--- TASK TO CARRY OUT ---
Which lines of the data contain the string "bright"? Copy every one of them.

==========

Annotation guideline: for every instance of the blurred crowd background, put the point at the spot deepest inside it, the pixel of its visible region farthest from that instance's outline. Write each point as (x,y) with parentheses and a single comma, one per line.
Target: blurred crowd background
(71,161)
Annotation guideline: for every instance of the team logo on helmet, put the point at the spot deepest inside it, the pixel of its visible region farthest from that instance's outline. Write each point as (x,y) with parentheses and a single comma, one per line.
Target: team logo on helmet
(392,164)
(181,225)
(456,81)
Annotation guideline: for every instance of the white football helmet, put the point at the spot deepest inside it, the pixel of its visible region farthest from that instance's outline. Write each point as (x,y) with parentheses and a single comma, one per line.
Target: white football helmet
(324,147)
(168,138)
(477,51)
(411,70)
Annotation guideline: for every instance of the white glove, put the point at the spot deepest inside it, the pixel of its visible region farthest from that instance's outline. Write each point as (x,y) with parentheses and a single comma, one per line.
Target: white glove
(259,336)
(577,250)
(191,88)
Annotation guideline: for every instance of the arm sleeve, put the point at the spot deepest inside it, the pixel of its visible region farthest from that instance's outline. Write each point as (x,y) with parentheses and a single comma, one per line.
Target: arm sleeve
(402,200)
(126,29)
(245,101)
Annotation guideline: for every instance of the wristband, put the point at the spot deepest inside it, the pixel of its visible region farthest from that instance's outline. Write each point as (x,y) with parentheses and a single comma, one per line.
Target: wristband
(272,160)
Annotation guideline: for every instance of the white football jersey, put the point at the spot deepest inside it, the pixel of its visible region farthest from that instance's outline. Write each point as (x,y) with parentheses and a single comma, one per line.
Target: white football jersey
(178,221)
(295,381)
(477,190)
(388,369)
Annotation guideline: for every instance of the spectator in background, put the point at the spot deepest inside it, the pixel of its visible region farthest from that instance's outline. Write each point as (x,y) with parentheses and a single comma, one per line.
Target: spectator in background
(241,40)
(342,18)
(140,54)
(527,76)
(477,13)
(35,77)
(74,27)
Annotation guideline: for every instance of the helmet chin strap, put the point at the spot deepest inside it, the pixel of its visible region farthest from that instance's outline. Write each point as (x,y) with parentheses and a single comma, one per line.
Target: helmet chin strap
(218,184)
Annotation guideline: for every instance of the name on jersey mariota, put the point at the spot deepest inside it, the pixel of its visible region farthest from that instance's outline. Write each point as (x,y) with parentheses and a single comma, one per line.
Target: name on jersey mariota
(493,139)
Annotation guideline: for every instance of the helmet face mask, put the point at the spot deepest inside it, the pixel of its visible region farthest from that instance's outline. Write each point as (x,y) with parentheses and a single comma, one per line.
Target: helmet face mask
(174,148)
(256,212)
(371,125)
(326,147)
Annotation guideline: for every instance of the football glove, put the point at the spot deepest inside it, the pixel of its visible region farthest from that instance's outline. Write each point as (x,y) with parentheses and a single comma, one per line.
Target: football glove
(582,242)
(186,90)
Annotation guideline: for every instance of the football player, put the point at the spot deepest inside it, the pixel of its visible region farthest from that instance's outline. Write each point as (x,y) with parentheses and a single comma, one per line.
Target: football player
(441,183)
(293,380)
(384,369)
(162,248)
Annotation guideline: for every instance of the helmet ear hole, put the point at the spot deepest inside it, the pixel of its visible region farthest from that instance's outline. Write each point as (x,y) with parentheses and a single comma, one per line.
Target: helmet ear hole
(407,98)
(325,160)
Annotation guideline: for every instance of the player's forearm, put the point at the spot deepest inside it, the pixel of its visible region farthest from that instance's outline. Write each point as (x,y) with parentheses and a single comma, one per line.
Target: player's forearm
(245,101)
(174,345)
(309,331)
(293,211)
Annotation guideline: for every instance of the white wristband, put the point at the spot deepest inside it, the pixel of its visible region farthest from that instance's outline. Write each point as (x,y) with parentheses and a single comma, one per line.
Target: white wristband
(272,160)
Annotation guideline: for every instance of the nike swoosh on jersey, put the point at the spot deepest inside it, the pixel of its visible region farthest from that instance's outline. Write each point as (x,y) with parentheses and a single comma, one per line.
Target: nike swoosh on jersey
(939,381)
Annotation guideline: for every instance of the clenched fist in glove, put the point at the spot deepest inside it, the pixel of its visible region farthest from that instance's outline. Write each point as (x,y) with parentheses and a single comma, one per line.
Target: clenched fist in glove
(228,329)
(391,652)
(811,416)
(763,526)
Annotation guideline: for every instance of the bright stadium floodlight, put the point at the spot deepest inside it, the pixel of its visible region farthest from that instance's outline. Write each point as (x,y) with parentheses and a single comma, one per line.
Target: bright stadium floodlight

==========

--- YOUR RESPONSE ---
Annotation guideline: for every instance of the bright stadium floodlight, put the point at the spot deepest inside it, the pixel of its visible region farthest from that instance's outline. Write each point as (x,y) with parentheses and a single comma, one per line.
Target: bright stadium floodlight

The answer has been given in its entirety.